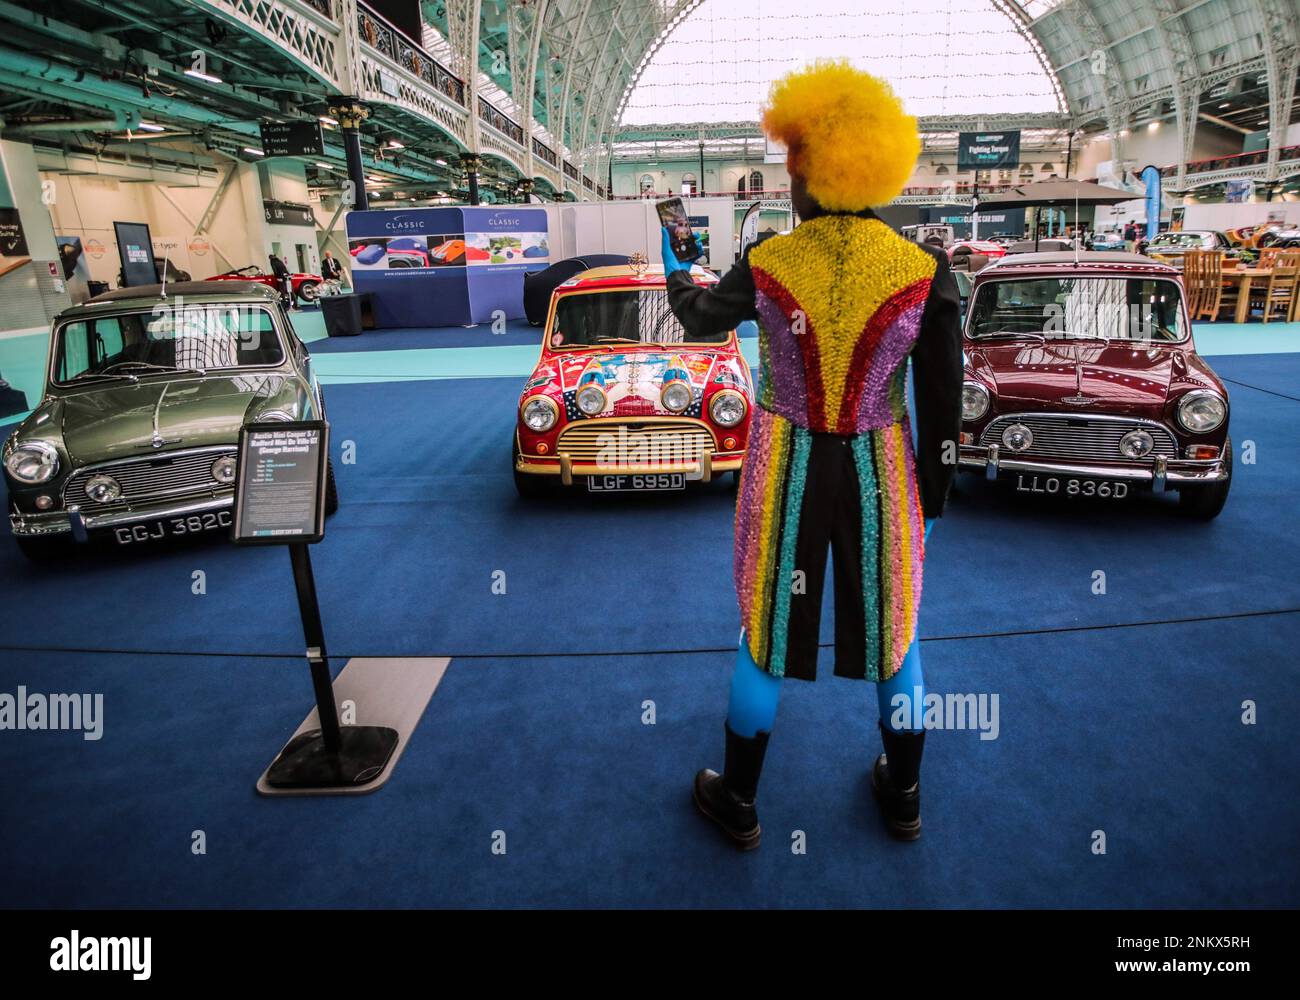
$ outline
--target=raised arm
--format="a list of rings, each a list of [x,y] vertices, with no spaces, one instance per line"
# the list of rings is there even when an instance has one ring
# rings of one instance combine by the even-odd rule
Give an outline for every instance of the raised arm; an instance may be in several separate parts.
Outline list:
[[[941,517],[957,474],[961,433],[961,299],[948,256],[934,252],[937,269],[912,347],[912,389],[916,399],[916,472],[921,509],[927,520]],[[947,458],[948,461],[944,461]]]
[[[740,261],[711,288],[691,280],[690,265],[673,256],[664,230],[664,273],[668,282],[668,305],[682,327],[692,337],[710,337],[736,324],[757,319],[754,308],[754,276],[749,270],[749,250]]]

== == ==

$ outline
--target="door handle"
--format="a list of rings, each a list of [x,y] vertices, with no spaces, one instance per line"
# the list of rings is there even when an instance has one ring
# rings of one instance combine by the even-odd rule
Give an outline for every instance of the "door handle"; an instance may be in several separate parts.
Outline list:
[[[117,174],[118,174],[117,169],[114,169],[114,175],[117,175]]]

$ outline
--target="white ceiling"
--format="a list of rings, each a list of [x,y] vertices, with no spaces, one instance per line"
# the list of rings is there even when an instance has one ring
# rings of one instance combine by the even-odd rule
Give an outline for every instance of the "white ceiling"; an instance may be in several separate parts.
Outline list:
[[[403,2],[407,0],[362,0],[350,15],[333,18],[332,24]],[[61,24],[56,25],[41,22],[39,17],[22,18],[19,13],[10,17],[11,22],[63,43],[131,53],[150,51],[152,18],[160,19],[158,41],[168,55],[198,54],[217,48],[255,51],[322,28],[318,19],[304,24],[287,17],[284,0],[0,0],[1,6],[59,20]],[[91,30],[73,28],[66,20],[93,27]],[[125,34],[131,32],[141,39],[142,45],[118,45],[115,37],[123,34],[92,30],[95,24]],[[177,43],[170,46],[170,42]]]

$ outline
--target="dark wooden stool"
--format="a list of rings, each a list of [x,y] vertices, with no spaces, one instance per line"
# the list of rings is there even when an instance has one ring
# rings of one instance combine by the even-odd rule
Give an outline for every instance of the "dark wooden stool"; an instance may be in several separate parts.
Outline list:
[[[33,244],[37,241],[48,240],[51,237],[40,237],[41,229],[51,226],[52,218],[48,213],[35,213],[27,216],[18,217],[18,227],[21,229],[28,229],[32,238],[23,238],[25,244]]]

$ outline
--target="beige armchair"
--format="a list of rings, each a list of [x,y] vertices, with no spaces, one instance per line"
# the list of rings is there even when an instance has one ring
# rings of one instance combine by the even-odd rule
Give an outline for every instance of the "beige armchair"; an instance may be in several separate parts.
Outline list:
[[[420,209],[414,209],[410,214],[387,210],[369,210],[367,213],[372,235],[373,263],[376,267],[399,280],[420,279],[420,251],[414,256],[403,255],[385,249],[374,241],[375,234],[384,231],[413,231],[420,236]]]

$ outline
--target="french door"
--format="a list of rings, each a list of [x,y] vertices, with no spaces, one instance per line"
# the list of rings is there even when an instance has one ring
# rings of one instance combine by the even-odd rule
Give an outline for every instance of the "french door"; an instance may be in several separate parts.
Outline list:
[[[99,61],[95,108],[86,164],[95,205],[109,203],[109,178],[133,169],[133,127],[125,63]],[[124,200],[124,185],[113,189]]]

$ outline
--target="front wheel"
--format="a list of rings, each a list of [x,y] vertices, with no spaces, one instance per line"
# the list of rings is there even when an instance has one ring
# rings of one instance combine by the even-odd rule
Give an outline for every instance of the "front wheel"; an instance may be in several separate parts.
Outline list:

== == ==

Which lines above contain the word "handle"? Copy each of them.

▸ **PROBLEM SOLUTION**:
--target="door handle"
Give an outline for every instance of the "door handle"; an instance may be in several separate parts.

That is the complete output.